▸ Task directions: Could you please repeat all of the entries exactly as written?

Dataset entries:
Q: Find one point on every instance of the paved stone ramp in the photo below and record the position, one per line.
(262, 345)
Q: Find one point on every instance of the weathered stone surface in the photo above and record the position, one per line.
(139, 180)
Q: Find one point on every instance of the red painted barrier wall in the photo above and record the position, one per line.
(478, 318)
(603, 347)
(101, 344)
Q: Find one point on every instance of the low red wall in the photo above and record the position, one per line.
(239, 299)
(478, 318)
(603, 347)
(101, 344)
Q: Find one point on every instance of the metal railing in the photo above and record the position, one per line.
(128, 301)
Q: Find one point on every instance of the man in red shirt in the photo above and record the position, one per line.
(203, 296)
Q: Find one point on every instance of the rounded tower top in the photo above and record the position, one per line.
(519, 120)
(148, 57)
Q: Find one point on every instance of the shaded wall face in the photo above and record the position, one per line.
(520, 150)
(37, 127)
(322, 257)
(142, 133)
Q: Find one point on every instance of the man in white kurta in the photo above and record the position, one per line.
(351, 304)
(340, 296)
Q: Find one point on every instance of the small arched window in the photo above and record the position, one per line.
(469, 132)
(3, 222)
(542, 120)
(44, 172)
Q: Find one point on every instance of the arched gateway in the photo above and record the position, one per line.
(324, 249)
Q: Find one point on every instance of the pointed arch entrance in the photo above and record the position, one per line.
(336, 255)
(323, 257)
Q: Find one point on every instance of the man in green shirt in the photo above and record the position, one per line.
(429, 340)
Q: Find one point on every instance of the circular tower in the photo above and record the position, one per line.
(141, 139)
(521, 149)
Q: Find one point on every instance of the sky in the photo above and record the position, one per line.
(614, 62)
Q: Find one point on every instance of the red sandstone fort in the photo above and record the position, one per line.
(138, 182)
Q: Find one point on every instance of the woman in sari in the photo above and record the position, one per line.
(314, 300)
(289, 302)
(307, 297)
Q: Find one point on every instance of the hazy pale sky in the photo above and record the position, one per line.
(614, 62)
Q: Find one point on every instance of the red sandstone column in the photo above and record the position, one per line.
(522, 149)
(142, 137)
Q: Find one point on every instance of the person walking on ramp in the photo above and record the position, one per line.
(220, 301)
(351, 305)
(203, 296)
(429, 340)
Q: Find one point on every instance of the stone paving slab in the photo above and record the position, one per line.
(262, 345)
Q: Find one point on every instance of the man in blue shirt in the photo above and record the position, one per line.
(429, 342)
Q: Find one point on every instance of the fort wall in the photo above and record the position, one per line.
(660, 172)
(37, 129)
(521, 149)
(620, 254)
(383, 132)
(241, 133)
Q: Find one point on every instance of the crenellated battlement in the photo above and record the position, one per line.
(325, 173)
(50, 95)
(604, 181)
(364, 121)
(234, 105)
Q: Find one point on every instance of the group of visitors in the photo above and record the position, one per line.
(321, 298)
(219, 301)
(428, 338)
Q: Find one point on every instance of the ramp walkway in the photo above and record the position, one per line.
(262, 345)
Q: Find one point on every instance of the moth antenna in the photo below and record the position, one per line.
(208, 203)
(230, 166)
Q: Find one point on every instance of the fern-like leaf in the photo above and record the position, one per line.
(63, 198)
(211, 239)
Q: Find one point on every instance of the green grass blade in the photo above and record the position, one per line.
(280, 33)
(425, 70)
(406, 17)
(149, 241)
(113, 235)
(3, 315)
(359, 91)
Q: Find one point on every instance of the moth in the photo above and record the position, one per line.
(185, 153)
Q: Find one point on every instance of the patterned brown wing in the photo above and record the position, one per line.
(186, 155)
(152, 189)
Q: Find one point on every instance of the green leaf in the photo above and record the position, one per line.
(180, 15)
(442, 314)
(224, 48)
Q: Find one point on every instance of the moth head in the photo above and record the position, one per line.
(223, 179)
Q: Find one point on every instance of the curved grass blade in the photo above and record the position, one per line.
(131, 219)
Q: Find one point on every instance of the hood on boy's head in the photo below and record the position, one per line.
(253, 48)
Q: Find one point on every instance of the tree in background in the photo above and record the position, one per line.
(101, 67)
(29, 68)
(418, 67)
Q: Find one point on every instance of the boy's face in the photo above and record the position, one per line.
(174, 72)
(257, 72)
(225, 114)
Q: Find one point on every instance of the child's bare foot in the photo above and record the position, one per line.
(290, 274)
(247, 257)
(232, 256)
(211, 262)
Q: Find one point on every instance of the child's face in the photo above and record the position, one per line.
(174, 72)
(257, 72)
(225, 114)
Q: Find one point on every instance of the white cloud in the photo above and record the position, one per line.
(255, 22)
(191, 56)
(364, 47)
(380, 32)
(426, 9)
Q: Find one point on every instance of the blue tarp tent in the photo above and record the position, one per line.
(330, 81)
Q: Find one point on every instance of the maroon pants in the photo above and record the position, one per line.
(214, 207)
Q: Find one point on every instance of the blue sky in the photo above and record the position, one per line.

▸ Exercise answer:
Q: Find one point on every instance of the paved stone ramp in the photo below and record the position, one per line.
(262, 345)
Q: Find one point on every instance of the weathered stone surface in the photo above and record the position, one per line.
(139, 180)
Q: Find one point on every instance of the red painted barrier wall in the photo above and record the position, one per line.
(478, 318)
(603, 347)
(101, 344)
Q: Find one point on every instance of the low red wall in the photo above and record the position, one per line.
(239, 299)
(478, 318)
(603, 347)
(101, 344)
Q: Find one point on every instance of the metal railing in the photo above and record the position, one per line.
(128, 301)
Q: Find one point on every instance of the man in red shirt in the photo above and record the position, one per line.
(203, 296)
Q: Find one point on every instance of the rounded tower top in the photo above and record the position, one per line.
(519, 120)
(148, 57)
Q: Find one point on every instance of the shaded wall face in the photo above and record the position, one per line.
(520, 150)
(37, 127)
(322, 257)
(142, 133)
Q: Find one point on every instance of the man in white kurta in the photo above and record the position, one per line.
(351, 304)
(340, 296)
Q: Find one point on every instance of the small arched window in the photo above and record the position, one per line.
(469, 132)
(3, 222)
(542, 120)
(44, 172)
Q: Find one point on every instance of the arched gateway in the photo above and record the position, one per line.
(324, 249)
Q: Find one point on every instance of the pointed arch entrance in the photo above and record the position, one per line.
(336, 255)
(323, 257)
Q: Find one point on every instance of the man in green shirt in the photo above and record the position, one per line.
(429, 340)
Q: Find one point on every instance of the circular tower in the photo above and record the position, one per line.
(141, 139)
(521, 149)
Q: Find one point on every instance of the sky in the photo above and record the position, one per line.
(614, 62)
Q: Find one point on every instance of the red sandstone fort in the photo above and record the position, one per line.
(138, 182)
Q: Find one point on every instance of the woman in sari in the photo above and record the position, one per line.
(314, 300)
(289, 302)
(307, 297)
Q: Find one point on every instance of the hazy pale sky in the photo above and record the position, one per line.
(614, 62)
Q: Find one point on every instance of the red sandstone column in the photo above and record the position, one per line.
(522, 149)
(142, 137)
Q: Find one point on every instance of the person walking on ramp in the photo above and record the position, one per line.
(220, 301)
(351, 305)
(203, 296)
(429, 340)
Q: Find one point on every instance of the stone paving slab in the photo above and record the position, one per line.
(262, 345)
Q: Find one point on every instance of the man in blue shirt in the photo above and record the position, one per line.
(429, 342)
Q: Find one point on every instance of the fort wall in the photo above and record the position, one per line.
(660, 172)
(37, 129)
(521, 149)
(620, 254)
(383, 132)
(241, 133)
Q: Find one point on every instance of the crenellated battlement in the photo above and record the position, one per line.
(325, 173)
(50, 95)
(604, 181)
(364, 121)
(234, 105)
Q: Find one point on every instance of the group of visitors in the photo above and record the position, one per line.
(321, 298)
(219, 301)
(428, 338)
Q: Find one point on every instance of the ramp walkway in the photo above and record the position, one per line.
(262, 345)
Q: Find one point on every instance of the moth antenna in the photo below and record the position, one per line.
(208, 203)
(230, 166)
Q: Find one point on every instance of the fern-like leaf in the photo above and record the position, one per line.
(63, 198)
(211, 239)
Q: Find one point on every instance of the green grass blade in the photo above and record the position, one per line.
(280, 33)
(425, 70)
(406, 17)
(149, 241)
(113, 235)
(3, 315)
(359, 91)
Q: Find one point on every instance of the moth in the photo above and record the position, one per line.
(185, 153)
Q: Find one point on every instance of the patterned brown wing in the photo above and record the position, one per line.
(186, 155)
(152, 189)
Q: Find one point on every instance of the green leaf in the photo above and record the position, one per line.
(180, 15)
(442, 314)
(224, 48)
Q: Find one point on every instance of the moth head in the photo above and record the position, one per line.
(223, 179)
Q: Find one point on every instance of the curved grass blade in the photo above and record the position, one per line.
(131, 219)
Q: Find one point on every instance of the hood on boy's head in the photo below and record the position, one per line.
(253, 48)
Q: Find one point on every instance of the tree in background in the photo above and record the position, one per line.
(101, 67)
(29, 68)
(418, 67)
Q: Find one point on every instance of the boy's face in the photo above and record the position, one per line.
(174, 72)
(257, 72)
(225, 114)
Q: Find one point on every instance of the child's bare foot in the photo above and record the position, one per line.
(290, 274)
(247, 257)
(232, 256)
(211, 262)
Q: Find one point on every instance of the child's face in the photo above and record the position, one per line.
(174, 72)
(257, 72)
(225, 114)
Q: Find one point on every instance of the white cloud in the photo above and record the position, one per line.
(255, 22)
(191, 56)
(364, 47)
(380, 32)
(426, 9)
Q: Find one point on every instance of the blue tarp tent in the photo above and record the position, one per line.
(330, 81)
Q: Find one point on every instance of the maroon pants in the photo above and record the position, one per line.
(214, 207)
Q: Find one point on every instance of the blue sky in the photo above and record the position, one per line.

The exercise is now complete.